◆ EXERCISE
The complete listing should be restated exactly.

◆ MATERIAL
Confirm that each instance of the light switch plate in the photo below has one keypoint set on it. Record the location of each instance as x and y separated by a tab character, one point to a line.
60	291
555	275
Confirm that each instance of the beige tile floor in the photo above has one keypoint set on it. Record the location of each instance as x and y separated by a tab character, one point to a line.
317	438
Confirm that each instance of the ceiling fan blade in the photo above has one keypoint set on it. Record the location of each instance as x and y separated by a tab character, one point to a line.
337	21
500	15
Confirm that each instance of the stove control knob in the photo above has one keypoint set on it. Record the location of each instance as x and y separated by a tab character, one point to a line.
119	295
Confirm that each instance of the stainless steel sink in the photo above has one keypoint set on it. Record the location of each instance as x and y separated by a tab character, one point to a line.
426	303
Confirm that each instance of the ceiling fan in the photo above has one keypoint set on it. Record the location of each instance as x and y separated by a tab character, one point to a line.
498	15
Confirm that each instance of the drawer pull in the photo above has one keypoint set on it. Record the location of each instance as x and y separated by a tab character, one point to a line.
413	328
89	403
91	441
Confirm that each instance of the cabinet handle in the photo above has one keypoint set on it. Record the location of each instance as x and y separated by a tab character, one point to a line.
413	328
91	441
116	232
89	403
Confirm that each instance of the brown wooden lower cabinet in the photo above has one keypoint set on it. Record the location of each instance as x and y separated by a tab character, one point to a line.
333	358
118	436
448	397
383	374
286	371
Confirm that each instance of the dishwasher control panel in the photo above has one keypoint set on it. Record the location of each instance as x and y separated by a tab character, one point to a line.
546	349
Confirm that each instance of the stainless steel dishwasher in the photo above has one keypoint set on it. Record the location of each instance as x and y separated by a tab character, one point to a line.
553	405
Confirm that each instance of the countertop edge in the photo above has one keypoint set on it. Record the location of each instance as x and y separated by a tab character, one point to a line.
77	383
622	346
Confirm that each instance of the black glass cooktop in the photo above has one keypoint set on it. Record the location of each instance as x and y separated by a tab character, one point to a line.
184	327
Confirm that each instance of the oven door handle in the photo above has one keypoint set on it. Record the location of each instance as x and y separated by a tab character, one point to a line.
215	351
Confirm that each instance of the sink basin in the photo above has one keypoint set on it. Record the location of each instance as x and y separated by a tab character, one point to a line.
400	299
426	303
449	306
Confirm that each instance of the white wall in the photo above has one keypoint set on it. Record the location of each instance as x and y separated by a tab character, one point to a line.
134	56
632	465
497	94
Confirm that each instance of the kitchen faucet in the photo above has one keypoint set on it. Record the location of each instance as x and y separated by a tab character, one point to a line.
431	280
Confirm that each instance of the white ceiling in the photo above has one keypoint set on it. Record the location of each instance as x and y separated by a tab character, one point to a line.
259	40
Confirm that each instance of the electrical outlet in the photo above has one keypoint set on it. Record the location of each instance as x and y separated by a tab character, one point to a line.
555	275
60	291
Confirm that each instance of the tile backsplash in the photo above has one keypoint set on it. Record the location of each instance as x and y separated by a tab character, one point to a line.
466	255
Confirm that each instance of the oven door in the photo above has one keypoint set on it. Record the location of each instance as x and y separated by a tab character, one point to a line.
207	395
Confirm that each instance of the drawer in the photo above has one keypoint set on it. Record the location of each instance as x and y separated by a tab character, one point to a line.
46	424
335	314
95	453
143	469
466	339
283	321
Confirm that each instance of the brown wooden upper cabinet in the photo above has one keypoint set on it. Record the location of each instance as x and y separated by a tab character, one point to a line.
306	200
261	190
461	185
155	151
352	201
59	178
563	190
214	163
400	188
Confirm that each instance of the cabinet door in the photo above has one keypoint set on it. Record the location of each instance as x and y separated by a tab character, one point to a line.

◆ ANSWER BELOW
Confirm that each instance of the light switch plate in the photo below has one keypoint set on it. Record the location of each instance as x and y separated by a tab character, one point to a line.
60	291
555	275
Confirm that each instance of the beige tile floor in the photo above has one keypoint set on it. Record the location of each instance as x and y separated by a tab character, one point to a line.
317	438
Confirm that each instance of the ceiling fan blade in the photo above has one keypoint set on it. Record the location of each instance as x and y separated by a tab character, one point to a line.
337	21
500	15
Confirm that each instance of the stove control knob in the photo above has one keypoint set on it. Record the location of each instance as x and y separated by a tab character, one point to a line.
119	295
Confirm that each instance of the stainless steel sink in the photo above has one keypoint set on it. Record the location of each instance as x and y separated by a tab character, one point to a line.
426	303
Confirm that each instance of the ceiling fan in the photo above has one keypoint set on it. Record the location of each instance as x and y separated by a tab character, one point to a line.
498	15
Confirm that each instance of the drawer pull in the photo above has one keypoint set on it. Record the location of each instance as x and y separated by a tab character, one point to a line.
413	328
89	403
91	441
Confirm that each instance of the cabinet handle in the photo above has one keypoint set on it. Record the location of each instance as x and y separated by a tab character, one point to a line.
413	328
91	441
116	232
89	403
Confirm that each instance of the brown wooden lower cabinet in the photo above has one keypoint set on it. Record the location of each instance as x and y separated by a tab character, one point to a line.
333	358
118	436
448	397
383	374
286	371
Confirm that each instance of the dishwasher control panel in the photo above has one keypoint set on it. Record the location of each instance as x and y separated by a tab character, one point to a line.
546	349
Confirm that each instance of the stainless steel dishwasher in the photo above has one keypoint set on it. Record the location of each instance as x and y separated by a tab character, one point to a line.
553	405
Confirm that each instance of the countertop edge in the photo above has one keypoint set on it. Record the location of each instance as x and y separated by a tab character, one point to a line.
77	383
622	346
Confirm that each instance of the black glass cooktop in the photo above has one keypoint set on it. Record the location of each instance as x and y separated by a tab character, one point to a line.
184	327
Confirm that each instance of the oven door handle in the photo above has one keypoint set on it. Record the location of each instance as x and y separated by a tab character, one point to a line.
215	351
Confirm that each instance of the sink basin in the photo above has one keypoint set on it. Record the location of each instance as x and y separated by a tab character, one point to a line.
400	299
426	303
449	306
Confirm that each instance of the white wall in the photo above has one keypoint set on it. Record the location of each instance as x and y separated by a tab character, one point to a line.
134	56
632	465
497	94
Confirm that each instance of the kitchen faucet in the photo above has one keypoint set on it. Record the location of each instance as x and y separated by a tab character, one point to a line.
431	280
Confirm that each instance of the white ceiling in the photo above has one keypoint set on it. Record the location of each instance as x and y separated by a tab character, one point to a line.
259	40
Confirm that each instance of the electrical outlet in the photo above has one keypoint set on it. Record the location of each instance as x and y separated by a tab character, one point to a line.
555	275
60	291
Confirm that each instance of the tile backsplash in the photo above has one keypoint set on it. Record the location of each instance as x and y separated by a tab character, one point to a line.
466	255
Confirm that each instance of the oven door in the photo above has one keypoint set on it. Record the location of each instance as x and y separated by a tab character, one point to a line.
207	395
Confirm that each instance of the drawer in the photo above has one keypoint set on it. Record the location of each instance as x and y separated by a tab character, one point to a line.
46	424
335	314
95	453
143	469
466	339
283	321
Confirm that each instance of the brown wooden upper cabinet in the photo above has one keypoint set on it. Record the location of each instance as x and y separated by a tab character, one point to a line.
306	200
261	190
461	185
155	151
352	201
59	178
563	190
214	163
400	188
Confirm that each instance of the cabinet door in the photo above has one keypoint set on it. Record the location of each instance as x and y separated by a tab character, one point to a line.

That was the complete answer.